Work instructions —
1. Name each group in the intended audience for the data analyses that the passage on message filters lists.
2. According to the passage on message filters, how long does a filter that copies every message individually take to read a 256 Megabyte file?
3. Pick up the passage on message filters after its final sentence and write the next part.

Article —
>> BEGIN

The filters in steps one through four are message filters, and the filters in steps five and six are ASCII filters.
Aside from the soundness of the underlying concept, there are a number of reasons why this approach succeeded. First, the message filters we have written are
efficient. A filter that copies every message individually takes 77 seconds elapsed time to read a 256 Megabyte file on my workstation. A standard system I/O utility takes 73 seconds for the same task. The bottleneck in both tasks is the I/O bandwidth. Most simple filters are I/O bound like this. An exploratory analysis can thus proceed by saving only a few key intermediate results (perhaps from steps requiring more extensive processing), and repeating other intermediate operations when required.
Second, we have made message filters easy to write. To build a simple filter, it is only necessary to write a C++ function that examines a message and returns a value indicating whether it is to be output or discarded. Argument processing, a ''Standard I/O" library, and a support library are provided for the more adventurous. I was both amused and disturbed that in some ways this puts us where we were over 20 years ago with the analysis of small and medium-sized datasets, namely writing one-of-a-kind programs with the help of a large subroutine library. Fortunately, programming tools have improved over the last 20 years, and the one-of-a-kind programs can be connected together.
Third, message filters are easily connected to perform complex processing tasks. This is easily done by combining filter programs, as in the example above. It is also easy to manipulate filters as objects in C++ code when considerations of convenience or efficiency dictate. Filters are implemented as C++ classes derived from a single base class. The interface inherited from the base class is small, and defaults are provided for all functionality. Support is also provided for lists of filters, and for simple Boolean operations like inversion and disjunction.
The analyses we perform on our data are intended for a wide audience whose members have different needs and very different views of the network. They include:
- Network planners, who are interested in traffic trends over months or years. The network nodes themselves provide gross traffic data. Network monitoring can provide more detail, such as traffic counts for source-destination pairs.
- Network operations personnel, who are interested in anomalies such as might be found in a set of daily source-destination pair counts. (See Duffy et al. (1993) Section 3.3)
- Traffic engineers, who are interested in building models for traffic. The intent here is to evaluate buffer management policies and other issues affected by the randomness of traffic. Data can help validate models, though there are some pitfalls, as we shall see.
- Analysts interested in anomalies in subscriber calling patterns.
- Testers, who are interested in protocol errors, and do not care about the data from the 99.99% of the time that the test network worked correctly.

>> END

Data shown —
>> BEGIN

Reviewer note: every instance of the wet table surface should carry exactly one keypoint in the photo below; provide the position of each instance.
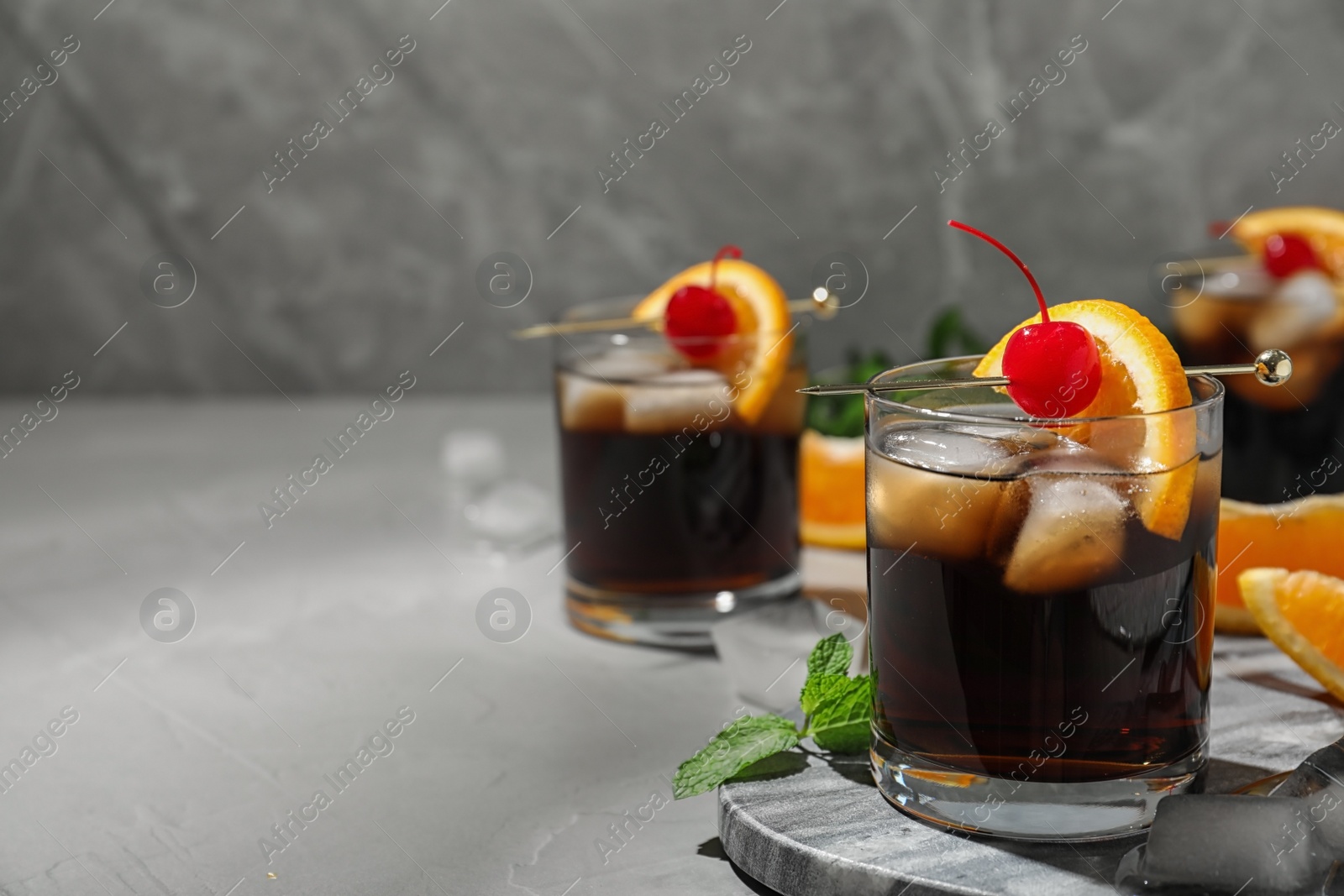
(338, 652)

>> END

Responses for each task —
1.
- Network planners
- Network operations personnel
- Traffic engineers
- Analysts interested in anomalies in subscriber calling patterns
- Testers

2. 77 seconds elapsed time.

3.
To satisfy these needs, we must provide tools to explore both trends and exceptions in our data at differing levels of detail. Our filter building blocks allow us to design software tools to fit each application. Because the applications share a common infrastructure, the programming effort required is not large.
A 256 megabyte dataset contains the details of more telephone calls than there are pixels on my workstation screen, and nearly as many messages as there are dots on an 8.5 by 11 piece of paper at 300 dots per inch. Good visualization tools must therefore be able to avoid burying important details in a blob of ink. Even drawing the blob can be prohibitively expensive. For example, Figure I contains 31,500 line segments, and seems to take forever to draw on an X terminal running over a modem. Figure 4 plots the same data as Figure 1, but reduces it by plotting the minimum and maximum 10 second load in each 10 minute period. Peaks and valleys have been preserved, thus preserving the overall appearance of the plot, but the number of points plotted has been reduced by a factor of 30.
On the other hand, smoothing to reduce data is not a good idea, as Figure 5 illustrates. The upper and lower jagged lines are respectively the maximum and minimum 5-second loads in each one minute period. The smooth line in the middle misses the main feature of the plot completely.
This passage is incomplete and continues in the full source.